Goal A → In the drainage element patent, which claims refer back directly to claim 1? List their numbers.
Goal B → Write the next part of the drainage element patent, picking up after its final claim.

Page extract →
----------
POLYMER BASED COMBINED KERB DRAINAGE ELEMENT AND METHOD OF MANUFACTURING SUCH

Abstract

A polymer based combined kerb drainage element (1) and a method for manufacturing such are provided. The combined kerb drainage element (1) comprises a first moulded component (2) having side walls (2a, 2b) that define a first longitudinal channel and a second moulded component (3) having side walls (3a, 3b) that define a second longitudinal channel. The side walls (3a, 3b) of at least one of the moulded components (3) are linked by a living hinge (4) such that said hinged side walls (3a, 3b) can be aligned with the side walls (2a, 2b) of the associated moulded component (2) to construct the combined kerb drainage element (1) with an internal conduit (16).

Claims

1. A polymer based combined curb drainage element comprising: a first moulded component having side walls that define a first longitudinal channel; and a second moulded component having side walls that define a second longitudinal channel; wherein the side walls of at least one of the first or second moulded components are linked by a living hinge such that the hinged side walls are configured to be aligned with the side walls of the other moulded component to form the combined curb drainage element with an internal conduit.

2. The combined curb drainage element of claim 1, wherein the polymer comprises mouldable plastic material.

3. The combined curb drainage element of claim 1, wherein a side wall of the first moulded component comprises at least one aperture that, in use, allows water to enter the internal conduit.

4. The combined curb drainage element of claim 1, wherein side walls of the first and second moulded components are provided with complementary engagement means that co-operate to retain the alignment of the side walls in the combined curb drainage element.

5. The combined curb drainage element of claim 1, wherein a cross-sectional area of the longitudinal channel of the second moulded component is greater than that of the first moulded component.

6. The combined curb drainage element of claim 1, further comprising at least one anchoring portion configured to retain the combined curb drainage element in position relative to surrounding ground works once such has the surrounding ground works have been installed.

7. The combined curb drainage element of claim 6, wherein the at least one anchoring portion is adjacent to or coterminous with a region on the combined curb drainage element where the side walls of the first and second moulded components engage one another.
----------
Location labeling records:

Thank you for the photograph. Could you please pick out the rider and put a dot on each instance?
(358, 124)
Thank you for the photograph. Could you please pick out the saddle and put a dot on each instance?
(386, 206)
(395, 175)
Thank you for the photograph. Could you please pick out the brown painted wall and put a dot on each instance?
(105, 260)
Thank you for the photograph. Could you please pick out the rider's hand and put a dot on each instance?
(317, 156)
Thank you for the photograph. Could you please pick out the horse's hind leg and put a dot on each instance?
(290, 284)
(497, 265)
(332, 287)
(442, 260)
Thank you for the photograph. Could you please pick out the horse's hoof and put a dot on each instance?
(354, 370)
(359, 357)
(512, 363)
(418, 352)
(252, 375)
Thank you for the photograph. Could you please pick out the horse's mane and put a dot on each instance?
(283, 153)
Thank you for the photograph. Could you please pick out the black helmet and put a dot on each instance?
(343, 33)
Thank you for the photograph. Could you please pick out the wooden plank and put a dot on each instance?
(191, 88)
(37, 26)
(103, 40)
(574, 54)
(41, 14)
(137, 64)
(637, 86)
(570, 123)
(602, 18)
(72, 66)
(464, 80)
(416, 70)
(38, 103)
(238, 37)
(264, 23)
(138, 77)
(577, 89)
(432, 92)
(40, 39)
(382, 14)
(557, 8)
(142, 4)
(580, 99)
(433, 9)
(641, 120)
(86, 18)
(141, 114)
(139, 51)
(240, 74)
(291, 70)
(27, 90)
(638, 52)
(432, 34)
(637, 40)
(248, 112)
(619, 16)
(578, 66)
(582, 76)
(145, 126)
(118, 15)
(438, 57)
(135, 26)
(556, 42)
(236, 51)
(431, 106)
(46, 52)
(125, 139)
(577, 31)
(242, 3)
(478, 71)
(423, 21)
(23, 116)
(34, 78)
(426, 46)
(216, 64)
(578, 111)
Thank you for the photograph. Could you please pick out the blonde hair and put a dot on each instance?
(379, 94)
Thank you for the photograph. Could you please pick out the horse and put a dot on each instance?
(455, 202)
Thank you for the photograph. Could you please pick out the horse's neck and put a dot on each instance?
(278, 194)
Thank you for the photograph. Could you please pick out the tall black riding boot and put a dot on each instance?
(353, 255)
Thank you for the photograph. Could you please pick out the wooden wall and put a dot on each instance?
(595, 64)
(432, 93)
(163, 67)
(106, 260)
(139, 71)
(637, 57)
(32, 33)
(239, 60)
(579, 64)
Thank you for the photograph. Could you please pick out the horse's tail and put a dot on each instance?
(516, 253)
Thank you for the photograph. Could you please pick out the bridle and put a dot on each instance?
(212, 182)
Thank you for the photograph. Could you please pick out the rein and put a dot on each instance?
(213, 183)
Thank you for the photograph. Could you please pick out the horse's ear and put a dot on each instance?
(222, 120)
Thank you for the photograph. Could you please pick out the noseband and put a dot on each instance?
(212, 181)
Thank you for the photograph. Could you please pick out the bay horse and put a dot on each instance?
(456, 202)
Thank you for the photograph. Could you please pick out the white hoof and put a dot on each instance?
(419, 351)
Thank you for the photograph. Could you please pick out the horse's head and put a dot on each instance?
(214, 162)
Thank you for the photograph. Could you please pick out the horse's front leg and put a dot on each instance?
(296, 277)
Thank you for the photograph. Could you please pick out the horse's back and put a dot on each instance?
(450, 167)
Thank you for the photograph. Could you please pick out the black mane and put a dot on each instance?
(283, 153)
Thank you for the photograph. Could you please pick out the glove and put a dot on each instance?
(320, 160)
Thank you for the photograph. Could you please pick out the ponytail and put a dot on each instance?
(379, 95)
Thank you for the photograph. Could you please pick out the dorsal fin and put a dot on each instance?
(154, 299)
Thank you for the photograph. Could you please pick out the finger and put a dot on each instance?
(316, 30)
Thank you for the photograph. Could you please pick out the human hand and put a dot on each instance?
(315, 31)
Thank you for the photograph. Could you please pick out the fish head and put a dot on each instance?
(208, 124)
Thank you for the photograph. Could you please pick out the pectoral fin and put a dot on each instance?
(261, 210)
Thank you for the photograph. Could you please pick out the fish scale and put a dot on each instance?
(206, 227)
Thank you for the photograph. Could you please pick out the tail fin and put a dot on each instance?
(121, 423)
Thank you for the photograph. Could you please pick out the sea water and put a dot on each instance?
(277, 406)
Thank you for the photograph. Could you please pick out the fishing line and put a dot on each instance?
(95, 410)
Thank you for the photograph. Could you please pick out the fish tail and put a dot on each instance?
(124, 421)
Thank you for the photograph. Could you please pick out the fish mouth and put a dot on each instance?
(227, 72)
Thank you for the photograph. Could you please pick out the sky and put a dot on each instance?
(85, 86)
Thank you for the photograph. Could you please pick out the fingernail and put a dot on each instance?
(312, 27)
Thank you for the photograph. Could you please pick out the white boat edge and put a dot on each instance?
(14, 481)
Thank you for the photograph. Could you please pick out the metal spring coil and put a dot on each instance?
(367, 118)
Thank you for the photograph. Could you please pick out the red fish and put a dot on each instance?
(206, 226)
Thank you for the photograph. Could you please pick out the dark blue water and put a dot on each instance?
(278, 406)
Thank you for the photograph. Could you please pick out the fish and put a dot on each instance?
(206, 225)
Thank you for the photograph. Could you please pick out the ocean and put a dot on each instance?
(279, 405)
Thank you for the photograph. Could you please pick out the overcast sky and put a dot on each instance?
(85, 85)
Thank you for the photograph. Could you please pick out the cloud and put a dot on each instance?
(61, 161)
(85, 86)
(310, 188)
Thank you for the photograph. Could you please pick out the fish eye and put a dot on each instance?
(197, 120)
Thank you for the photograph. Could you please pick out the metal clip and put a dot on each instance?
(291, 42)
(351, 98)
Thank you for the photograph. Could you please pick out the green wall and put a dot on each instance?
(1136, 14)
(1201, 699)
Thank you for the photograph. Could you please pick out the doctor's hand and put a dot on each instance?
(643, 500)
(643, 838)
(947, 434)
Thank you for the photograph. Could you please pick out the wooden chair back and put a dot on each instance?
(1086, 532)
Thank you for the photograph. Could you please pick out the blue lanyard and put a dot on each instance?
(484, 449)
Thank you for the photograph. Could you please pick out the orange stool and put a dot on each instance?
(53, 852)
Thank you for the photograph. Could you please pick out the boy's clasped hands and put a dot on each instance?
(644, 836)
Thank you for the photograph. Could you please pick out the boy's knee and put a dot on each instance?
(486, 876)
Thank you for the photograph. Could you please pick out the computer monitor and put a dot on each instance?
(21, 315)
----------
Task answer A → 2, 3, 4, 5, 6

Task answer B →
8. The combined curb drainage element of claim 6, wherein the at least one anchoring portion comprises a longitudinal protrusion that extends away from a length of a main body of the combined curb drainage element.

9. The combined curb drainage element of claim 8, wherein the longitudinal protrusion defines a leading edge with a plurality of apertures located between the main body of the combined curb drainage element and the leading edge.

10. The combined curb drainage element of claim 9, wherein, in use, the leading edge protrudes from a back of the combined curb drainage element.

11. A method of manufacturing a combined curb drainage element, said method comprising: moulding first and second components each having side walls that define longitudinal channels, wherein at least one of the moulded components is provided with a living hinge between the side walls thereof; bending the hinged moulded component such that the side walls of the first and second moulded components align with one another; and securing the first and second moulded components together to construct an integrated combined curb drainage element with an internal conduit.

12. The method of claim 11, wherein the longitudinal channel defined by the second moulded component has a greater cross-sectional area than the longitudinal channel defined by the first moulded component.

13. The method of claim 11, wherein the first and second moulded components are moulded from a mouldable plastic.

14. The method of claim 11, wherein the first and second moulded components are secured together by a sealing means that ensure the connection between the moulded components is watertight.

15. The method of claim 11, further comprising providing at least one aperture in the first moulded component.

16. The method of claim 11, further comprising providing at least one anchoring portion to the combined curb drainage element.

17. The method of claim 11, further comprising providing the side walls of the first and second moulded components with complementary shaped engagement means configured to structurally strengthen the connection formed between the first and second moulded components.

Description

BRIEF DESCRIPTION OF THE DRAWINGS

[0038] The present invention will now be described with reference to the preferred embodiment shown in the drawings, wherein:

[0039] FIG. 1 shows a perspective view from the front of a preferred embodiment of the combined kerb drainage element of the present invention;

[0040] FIG. 2 shows a perspective view from the back of the combined kerb drainage element shown in FIG. 1;

[0041] FIG. 3 shows a cross-sectional diagram of the preferred embodiment of FIGS. 1 and 2 in situ adjacent a road;

[0042] FIG. 4 shows the stages involved in constructing the combined kerb drainage element of the preferred embodiment from its component parts; and

[0043] FIG. 5 shows a comparison of the capacities of the internal conduits provided by a combined kerb drainage element known in the art and the preferred embodiment of the present invention.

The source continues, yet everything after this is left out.